__Information provided__
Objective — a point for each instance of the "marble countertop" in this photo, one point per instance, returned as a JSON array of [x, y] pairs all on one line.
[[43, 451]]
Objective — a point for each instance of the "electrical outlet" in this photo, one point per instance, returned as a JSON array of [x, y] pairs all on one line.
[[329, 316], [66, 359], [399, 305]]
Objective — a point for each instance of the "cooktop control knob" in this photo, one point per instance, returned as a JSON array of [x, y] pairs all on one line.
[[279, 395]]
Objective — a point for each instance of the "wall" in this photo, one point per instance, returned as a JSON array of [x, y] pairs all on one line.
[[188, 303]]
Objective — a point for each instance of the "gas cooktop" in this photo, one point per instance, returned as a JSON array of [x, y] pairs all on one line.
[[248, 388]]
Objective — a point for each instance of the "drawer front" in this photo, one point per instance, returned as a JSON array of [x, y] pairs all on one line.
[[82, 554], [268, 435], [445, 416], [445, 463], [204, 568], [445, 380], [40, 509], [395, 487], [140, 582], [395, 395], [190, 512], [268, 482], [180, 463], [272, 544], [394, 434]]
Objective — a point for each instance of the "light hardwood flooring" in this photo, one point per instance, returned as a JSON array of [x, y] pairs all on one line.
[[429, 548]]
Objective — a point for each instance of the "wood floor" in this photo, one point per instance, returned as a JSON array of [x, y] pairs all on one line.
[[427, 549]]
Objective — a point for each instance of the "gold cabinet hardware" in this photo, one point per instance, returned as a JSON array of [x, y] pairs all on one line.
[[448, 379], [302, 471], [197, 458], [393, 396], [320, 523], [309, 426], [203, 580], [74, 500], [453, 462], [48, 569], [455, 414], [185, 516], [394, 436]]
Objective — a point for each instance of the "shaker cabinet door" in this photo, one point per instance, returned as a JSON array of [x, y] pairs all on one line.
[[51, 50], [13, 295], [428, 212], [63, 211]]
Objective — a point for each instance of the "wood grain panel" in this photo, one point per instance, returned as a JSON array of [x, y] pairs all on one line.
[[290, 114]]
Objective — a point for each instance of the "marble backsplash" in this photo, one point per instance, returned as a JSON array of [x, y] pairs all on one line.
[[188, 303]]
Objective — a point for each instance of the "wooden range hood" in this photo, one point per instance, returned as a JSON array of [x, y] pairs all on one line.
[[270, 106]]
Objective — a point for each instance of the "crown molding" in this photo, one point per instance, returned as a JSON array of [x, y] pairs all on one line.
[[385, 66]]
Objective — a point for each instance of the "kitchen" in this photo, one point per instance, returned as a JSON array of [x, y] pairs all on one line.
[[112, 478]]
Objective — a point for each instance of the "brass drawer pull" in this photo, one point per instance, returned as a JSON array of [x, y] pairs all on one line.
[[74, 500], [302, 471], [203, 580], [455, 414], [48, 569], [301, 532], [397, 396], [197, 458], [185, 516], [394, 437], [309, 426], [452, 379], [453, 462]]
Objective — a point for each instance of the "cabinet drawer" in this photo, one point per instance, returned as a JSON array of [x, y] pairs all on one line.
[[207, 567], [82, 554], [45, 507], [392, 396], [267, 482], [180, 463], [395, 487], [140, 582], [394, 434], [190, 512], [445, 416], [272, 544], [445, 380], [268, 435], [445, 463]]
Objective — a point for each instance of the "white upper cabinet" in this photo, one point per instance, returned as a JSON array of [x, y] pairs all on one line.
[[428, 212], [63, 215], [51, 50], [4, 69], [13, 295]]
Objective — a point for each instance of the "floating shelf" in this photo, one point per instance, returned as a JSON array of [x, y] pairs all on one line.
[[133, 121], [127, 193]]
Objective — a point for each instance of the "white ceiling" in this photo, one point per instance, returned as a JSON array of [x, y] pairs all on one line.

__What the task requires__
Type out the entries once more, precisely.

__Response area__
Objective — a point for each instance of the "marble countertop" in this photo, one point per instance, returned as a JSON array of [x, y] pairs all on one line.
[[43, 451]]
Objective — a point for each instance of the "electrical outlet" in this photo, one point per instance, returned as a JSON array of [x, y] pairs all on one line.
[[329, 316], [66, 359], [399, 305]]
Objective — a point for each instance of the "cooktop control knob" in this photo, one point per instance, returned as a JSON array of [x, y] pairs all on one line.
[[279, 395]]
Objective — a point for each instance of the "wall" in this photo, one point per instance, returned as a JSON array of [x, y] pairs all on one line.
[[188, 303]]
Objective — a point for each instance of the "gas cooktop" in this photo, one point per instance, returned as a JSON array of [x, y] pairs all on one line.
[[248, 388]]
Objective — a point for each instance of the "drawer front" in this photo, one point per instance, returned as a JSON array of [x, y] pairs all on one line.
[[82, 554], [268, 435], [445, 416], [445, 463], [204, 568], [445, 380], [40, 509], [395, 487], [140, 582], [395, 395], [190, 512], [268, 482], [180, 463], [272, 544], [394, 434]]
Objective — a point for each instance of the "light hardwood flooring" in this photo, one point per instance, returned as a JSON array of [x, y] pairs all on one line.
[[429, 548]]
Objective — a point for each instance of the "wood floor" in this photo, one point per instance, returned as a JSON array of [x, y] pairs all on one line.
[[427, 549]]
Objective — a point for each instance of the "gold cabinet hardware" in this photo, one point per instance, returned as a JSON array of [x, y] pairs all on one line.
[[448, 379], [302, 471], [197, 458], [393, 396], [320, 523], [309, 426], [203, 580], [74, 500], [453, 462], [48, 569], [455, 414], [185, 516], [394, 436]]
Objective — a point for each instance of the "shaker cabinet door" in this photo, one point per instance, returned as a JSON array of [x, y] pairs all on one line.
[[51, 50], [13, 295], [428, 212], [63, 211]]
Objective — a point for each instance of the "wood grain panel" in this photo, one point per instance, returned as a JSON array of [x, y] pairs all on one line.
[[290, 114]]
Objective — a point for each instance of the "marble backsplash" in this photo, one point per instance, returned as a JSON array of [x, y] pairs all on one line.
[[188, 303]]
Objective — a point for each instance of the "wooden range hood" in this photo, one point per instance, returned as a JSON array of [x, y] pairs all on one line.
[[270, 106]]
Objective — a point for each instance of the "crown molding" in this photo, one point per instance, returned as a JSON array of [x, y] pairs all on one line.
[[385, 66]]
Objective — a point for each instance of the "kitchen" in this photo, one point per instance, returned as a JSON array of [x, y] pairs all on one line.
[[112, 478]]
Objective — a point for each instance of the "brass drawer pull" in this photo, one point per instance, returned as a JSON array of [x, y] pairs all on one line.
[[74, 500], [302, 471], [203, 580], [455, 414], [48, 569], [301, 532], [397, 396], [197, 458], [185, 516], [394, 437], [309, 426], [452, 379], [453, 462]]
Objective — a point for each instance of the "cabinet drawer" in this photo, one point per instance, returned as a JSON array of [x, y] pairs all on one line.
[[207, 567], [82, 554], [45, 507], [392, 396], [267, 482], [180, 463], [395, 487], [140, 582], [394, 434], [190, 512], [445, 416], [272, 544], [445, 380], [268, 435], [445, 463]]
Objective — a point for each instance of the "white upper cabinet" in this photo, one point per instance, returned as a JSON array of [x, y] pairs all on one line.
[[428, 212], [63, 215], [51, 50], [4, 69], [13, 295]]
Objective — a point for each instance of the "floating shelf" in this photo, one point per instance, returned as a JSON array of [x, y] pairs all on one line.
[[133, 121], [127, 193]]
Objective — a point for each instance of the "white ceiling" in this photo, one point per instance, returned as a JSON array of [x, y] pairs all on one line.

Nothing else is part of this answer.